--- Start Material ---

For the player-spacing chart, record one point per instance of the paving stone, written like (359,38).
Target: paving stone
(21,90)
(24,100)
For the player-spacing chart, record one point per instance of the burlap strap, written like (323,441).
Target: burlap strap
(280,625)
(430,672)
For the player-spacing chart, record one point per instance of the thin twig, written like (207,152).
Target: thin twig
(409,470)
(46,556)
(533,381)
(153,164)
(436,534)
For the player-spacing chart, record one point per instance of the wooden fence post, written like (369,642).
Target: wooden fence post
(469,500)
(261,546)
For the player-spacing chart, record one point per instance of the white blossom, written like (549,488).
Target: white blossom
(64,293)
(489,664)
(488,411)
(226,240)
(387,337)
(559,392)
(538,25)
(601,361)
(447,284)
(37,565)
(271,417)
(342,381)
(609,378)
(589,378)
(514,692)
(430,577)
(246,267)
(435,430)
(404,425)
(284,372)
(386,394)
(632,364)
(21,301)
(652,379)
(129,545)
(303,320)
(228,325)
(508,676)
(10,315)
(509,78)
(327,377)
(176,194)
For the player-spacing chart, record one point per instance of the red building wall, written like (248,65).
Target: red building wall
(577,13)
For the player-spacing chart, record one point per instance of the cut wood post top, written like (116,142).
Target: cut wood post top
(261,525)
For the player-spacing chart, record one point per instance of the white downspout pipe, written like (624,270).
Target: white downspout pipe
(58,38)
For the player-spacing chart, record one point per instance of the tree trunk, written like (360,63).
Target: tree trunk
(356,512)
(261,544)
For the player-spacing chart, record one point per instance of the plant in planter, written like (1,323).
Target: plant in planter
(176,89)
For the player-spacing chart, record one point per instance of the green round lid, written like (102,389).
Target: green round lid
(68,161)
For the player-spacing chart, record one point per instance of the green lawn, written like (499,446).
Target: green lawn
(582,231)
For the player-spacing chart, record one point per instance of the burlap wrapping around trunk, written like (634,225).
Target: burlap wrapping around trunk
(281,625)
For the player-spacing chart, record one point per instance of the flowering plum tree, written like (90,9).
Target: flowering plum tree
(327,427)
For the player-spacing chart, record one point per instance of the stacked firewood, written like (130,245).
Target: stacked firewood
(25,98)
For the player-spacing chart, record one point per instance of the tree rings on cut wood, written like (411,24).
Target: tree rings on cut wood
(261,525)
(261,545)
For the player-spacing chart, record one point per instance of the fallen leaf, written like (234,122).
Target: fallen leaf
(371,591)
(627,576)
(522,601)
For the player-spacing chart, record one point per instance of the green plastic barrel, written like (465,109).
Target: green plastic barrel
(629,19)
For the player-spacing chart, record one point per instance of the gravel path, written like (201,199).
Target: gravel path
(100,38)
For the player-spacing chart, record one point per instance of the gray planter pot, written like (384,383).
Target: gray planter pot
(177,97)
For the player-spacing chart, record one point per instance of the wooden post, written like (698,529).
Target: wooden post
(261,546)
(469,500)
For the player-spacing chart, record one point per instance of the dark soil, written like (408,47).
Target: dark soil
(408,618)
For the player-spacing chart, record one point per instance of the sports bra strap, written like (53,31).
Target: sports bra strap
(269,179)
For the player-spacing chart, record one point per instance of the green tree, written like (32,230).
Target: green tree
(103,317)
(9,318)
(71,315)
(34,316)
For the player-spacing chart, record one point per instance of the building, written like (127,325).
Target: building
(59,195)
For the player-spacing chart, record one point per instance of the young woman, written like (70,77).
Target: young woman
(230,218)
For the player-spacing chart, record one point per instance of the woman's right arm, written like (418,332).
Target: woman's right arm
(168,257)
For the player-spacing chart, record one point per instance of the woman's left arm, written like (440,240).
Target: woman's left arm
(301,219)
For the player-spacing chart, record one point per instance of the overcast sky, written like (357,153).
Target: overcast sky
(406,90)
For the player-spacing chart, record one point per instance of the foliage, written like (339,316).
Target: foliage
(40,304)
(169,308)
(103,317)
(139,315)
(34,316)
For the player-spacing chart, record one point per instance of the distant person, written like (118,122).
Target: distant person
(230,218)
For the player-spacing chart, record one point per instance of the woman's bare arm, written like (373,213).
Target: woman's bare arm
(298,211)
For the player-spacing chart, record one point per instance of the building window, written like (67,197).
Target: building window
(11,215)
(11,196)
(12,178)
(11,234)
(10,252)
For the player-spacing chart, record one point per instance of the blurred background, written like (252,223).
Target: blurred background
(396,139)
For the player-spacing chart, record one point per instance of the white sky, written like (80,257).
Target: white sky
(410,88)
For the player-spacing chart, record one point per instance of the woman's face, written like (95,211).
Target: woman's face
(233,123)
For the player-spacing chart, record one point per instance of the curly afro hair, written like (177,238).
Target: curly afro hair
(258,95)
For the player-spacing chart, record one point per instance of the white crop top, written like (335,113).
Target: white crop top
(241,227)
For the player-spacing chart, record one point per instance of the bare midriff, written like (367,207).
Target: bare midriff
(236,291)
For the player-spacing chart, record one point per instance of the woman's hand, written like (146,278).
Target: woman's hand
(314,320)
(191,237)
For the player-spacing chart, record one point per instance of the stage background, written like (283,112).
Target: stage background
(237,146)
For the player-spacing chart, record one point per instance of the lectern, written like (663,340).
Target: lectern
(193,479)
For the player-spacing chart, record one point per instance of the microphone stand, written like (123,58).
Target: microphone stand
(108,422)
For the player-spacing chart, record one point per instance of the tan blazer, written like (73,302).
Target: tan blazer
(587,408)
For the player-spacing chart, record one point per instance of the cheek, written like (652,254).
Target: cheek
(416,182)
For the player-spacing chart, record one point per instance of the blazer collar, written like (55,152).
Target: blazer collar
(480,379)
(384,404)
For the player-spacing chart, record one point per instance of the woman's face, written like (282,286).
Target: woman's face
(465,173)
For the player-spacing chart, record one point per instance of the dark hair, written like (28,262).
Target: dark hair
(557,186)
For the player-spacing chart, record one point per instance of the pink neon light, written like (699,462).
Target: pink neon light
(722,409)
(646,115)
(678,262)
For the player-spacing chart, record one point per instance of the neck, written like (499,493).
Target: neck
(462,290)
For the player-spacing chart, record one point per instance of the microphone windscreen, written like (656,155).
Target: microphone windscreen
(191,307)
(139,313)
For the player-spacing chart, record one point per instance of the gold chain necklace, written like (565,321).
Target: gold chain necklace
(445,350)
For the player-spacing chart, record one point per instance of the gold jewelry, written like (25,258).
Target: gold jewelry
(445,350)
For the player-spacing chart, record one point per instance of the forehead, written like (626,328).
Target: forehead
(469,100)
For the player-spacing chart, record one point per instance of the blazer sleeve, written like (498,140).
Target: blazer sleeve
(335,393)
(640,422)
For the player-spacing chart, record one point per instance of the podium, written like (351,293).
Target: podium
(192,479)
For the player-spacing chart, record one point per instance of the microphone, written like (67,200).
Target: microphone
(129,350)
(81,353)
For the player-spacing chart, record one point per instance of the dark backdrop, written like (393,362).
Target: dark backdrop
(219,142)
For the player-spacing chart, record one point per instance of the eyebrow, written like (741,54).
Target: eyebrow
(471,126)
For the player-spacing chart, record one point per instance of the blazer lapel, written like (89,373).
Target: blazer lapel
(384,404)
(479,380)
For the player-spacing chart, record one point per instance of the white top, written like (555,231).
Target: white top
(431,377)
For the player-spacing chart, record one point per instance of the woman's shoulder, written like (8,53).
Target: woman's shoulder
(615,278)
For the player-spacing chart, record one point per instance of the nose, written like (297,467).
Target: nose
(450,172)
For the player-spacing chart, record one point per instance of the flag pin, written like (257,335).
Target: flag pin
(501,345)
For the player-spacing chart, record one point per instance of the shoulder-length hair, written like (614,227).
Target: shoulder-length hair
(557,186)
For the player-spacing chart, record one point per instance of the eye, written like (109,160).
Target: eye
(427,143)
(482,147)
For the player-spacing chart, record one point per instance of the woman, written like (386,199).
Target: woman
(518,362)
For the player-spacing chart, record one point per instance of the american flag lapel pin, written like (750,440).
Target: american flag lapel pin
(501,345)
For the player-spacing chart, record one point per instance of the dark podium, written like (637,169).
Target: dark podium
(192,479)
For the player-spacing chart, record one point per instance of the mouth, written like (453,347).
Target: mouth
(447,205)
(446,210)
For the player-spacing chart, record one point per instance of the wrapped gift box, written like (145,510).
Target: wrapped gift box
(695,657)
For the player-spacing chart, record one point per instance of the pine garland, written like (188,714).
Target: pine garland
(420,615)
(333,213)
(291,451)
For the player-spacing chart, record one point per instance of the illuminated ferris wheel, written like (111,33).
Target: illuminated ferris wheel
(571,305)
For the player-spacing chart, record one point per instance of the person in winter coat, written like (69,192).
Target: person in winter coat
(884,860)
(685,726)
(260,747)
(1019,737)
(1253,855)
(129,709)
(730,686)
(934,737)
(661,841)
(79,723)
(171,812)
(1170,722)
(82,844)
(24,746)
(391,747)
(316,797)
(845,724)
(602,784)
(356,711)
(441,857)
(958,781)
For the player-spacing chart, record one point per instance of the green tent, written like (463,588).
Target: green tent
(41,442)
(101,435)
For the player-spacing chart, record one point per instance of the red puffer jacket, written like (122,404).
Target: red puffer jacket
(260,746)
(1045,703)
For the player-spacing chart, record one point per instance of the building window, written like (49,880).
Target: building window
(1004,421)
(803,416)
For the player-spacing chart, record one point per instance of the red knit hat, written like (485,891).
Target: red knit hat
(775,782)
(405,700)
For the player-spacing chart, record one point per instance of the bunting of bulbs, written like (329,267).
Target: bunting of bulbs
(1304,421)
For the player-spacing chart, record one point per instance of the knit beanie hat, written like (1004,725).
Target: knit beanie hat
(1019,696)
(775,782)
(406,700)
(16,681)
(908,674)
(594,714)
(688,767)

--- End Material ---

▸ **What you have to do**: Lay out the rows from the line containing "written like (329,267)." through the end of the rows as a two-column CSV with the headers text and answer. Give one CSV line per row, with its text and its answer each in a single quoted field and line breaks replaced by spaces.

▸ **Result of the exercise**:
text,answer
"For the player-spacing chart, record one point per instance of the bunting of bulbs, written like (329,267). Target: bunting of bulbs","(1304,421)"
"For the player-spacing chart, record one point per instance of the knit beanie hat, written like (1004,725). Target: knit beanie hat","(1019,696) (775,782) (406,700) (16,681) (908,674) (594,714) (688,767)"